A lot is happening at the University of Wyoming, from a new manager being hired for the university’s meat lab to information about Extension and alumni honors recently bestowed. What follows is a roundup of recent news from the University.
New meat lab manager. For Kyle Phillips, the meat industry wasn’t a starting point for his career. The Texan caught the “meat bug” while attending Texas A&M University. He moved to Wyoming in August to take over the University of Wyoming Meat Lab. Before that, Phillips worked as the assistant manager of Texas A&M’s Rosenthal Meat Science and Technology Center.
Phillips likes the hands-on application he learned from the meat lab while in school. He is looking forward to mixing teaching and meat cutting, and taking a role that would allow him to shape a program.
“A small group of us really have the chance to take the program and make something really cool and really big out of it. I think we have some really great goals with our meat science group,” he says.
Bledar Bish, interim department head of animal science, notes that Phillips has a good understanding of what the meat lab stands for regarding research, teaching and Extension.
“We are really interested in and talking a lot about some more Extension and outreach opportunities,” Phillips says. “Being a small plant here ourselves, there is some talk about some resources we are wanting to try and put together for other small plants in the state.”
Recognizing a professional. In other news, Suzy Holmes from Uinta County was recently honored as the University of Wyoming Extension Administrative Professional of the Year. Holmes is a 38-year employee of the UW Extension in Uinta County.
A highlight of Holmes’ work in the county was her ability to step up when the county lost its 4-H educator. The 4-H program continues today in large part due to her efforts.
Holmes was a recipient of the Frances Freese Award, which also recognizes administrative support excellence, in 1995.
A ‘Bright Future.’ Rachel Fisk, manager of the UW Extension office in Lander, was recognized for excellence with the organization’s Bright Future Award. Fisk, who joined Extension three years ago, is the first Bright Future recipient. Fisk was honored because she has taken time to learn about and help facilitate county programming efforts, and has enrolled in many programs to gain firsthand perspective.
Outstanding alumni honored. Alumni who take the path of exceptionalism and leverage their opportunities distinguish themselves as College of Agriculture and Natural Resources award recipients at the University of Wyoming.

▶ _Problems to solve_
a. Answer these questions using the University of Wyoming news roundup:
(i) What position did Kyle Phillips hold before he moved to Wyoming?
(ii) For how many years has Suzy Holmes worked for the UW Extension in Uinta County?
(iii) Which UW Extension office does Rachel Fisk manage?
b. Reproduce the passage of the University of Wyoming news roundup that begins at "A lot is happening" and stops after "shape a program.".

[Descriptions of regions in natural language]
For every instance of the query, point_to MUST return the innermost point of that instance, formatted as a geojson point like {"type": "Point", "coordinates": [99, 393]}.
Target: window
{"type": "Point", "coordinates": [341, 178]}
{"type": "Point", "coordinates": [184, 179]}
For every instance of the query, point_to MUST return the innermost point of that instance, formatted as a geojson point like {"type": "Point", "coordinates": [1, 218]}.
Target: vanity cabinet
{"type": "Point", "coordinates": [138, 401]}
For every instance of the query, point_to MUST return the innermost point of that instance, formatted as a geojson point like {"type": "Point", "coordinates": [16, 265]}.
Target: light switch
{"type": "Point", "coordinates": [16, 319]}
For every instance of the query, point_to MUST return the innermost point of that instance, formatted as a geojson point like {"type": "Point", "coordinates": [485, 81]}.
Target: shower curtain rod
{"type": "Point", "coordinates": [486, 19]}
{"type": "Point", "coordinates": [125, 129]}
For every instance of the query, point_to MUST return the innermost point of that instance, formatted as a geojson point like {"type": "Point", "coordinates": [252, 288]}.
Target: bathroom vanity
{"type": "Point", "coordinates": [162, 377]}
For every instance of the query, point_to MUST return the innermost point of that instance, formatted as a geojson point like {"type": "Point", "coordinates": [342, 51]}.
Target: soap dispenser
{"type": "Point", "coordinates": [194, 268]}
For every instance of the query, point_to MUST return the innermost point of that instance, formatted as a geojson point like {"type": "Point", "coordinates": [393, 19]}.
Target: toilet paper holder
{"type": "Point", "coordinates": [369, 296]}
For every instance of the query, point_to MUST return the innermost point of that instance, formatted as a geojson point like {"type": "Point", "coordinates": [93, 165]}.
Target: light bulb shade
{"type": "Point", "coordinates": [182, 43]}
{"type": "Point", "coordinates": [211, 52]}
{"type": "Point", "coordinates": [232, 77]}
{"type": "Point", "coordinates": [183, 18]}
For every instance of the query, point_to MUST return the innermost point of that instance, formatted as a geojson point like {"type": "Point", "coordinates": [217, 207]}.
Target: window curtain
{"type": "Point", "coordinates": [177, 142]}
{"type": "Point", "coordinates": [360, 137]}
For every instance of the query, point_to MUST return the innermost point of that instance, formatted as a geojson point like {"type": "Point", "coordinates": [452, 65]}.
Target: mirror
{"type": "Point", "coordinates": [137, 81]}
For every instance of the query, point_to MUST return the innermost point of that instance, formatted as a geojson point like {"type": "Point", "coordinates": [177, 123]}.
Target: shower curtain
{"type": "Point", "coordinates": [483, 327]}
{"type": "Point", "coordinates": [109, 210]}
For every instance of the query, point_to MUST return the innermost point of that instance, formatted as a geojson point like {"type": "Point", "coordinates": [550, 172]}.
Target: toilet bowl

▶ _Task-by-task results_
a.
(i) Assistant manager of Texas A&M's Rosenthal Meat Science and Technology Center
(ii) 38 years
(iii) The office in Lander

b.
A lot is happening at the University of Wyoming, from a new manager being hired for the university’s meat lab to information about Extension and alumni honors recently bestowed. What follows is a roundup of recent news from the University.
New meat lab manager. For Kyle Phillips, the meat industry wasn’t a starting point for his career. The Texan caught the “meat bug” while attending Texas A&M University. He moved to Wyoming in August to take over the University of Wyoming Meat Lab. Before that, Phillips worked as the assistant manager of Texas A&M’s Rosenthal Meat Science and Technology Center.
Phillips likes the hands-on application he learned from the meat lab while in school. He is looking forward to mixing teaching and meat cutting, and taking a role that would allow him to shape a program.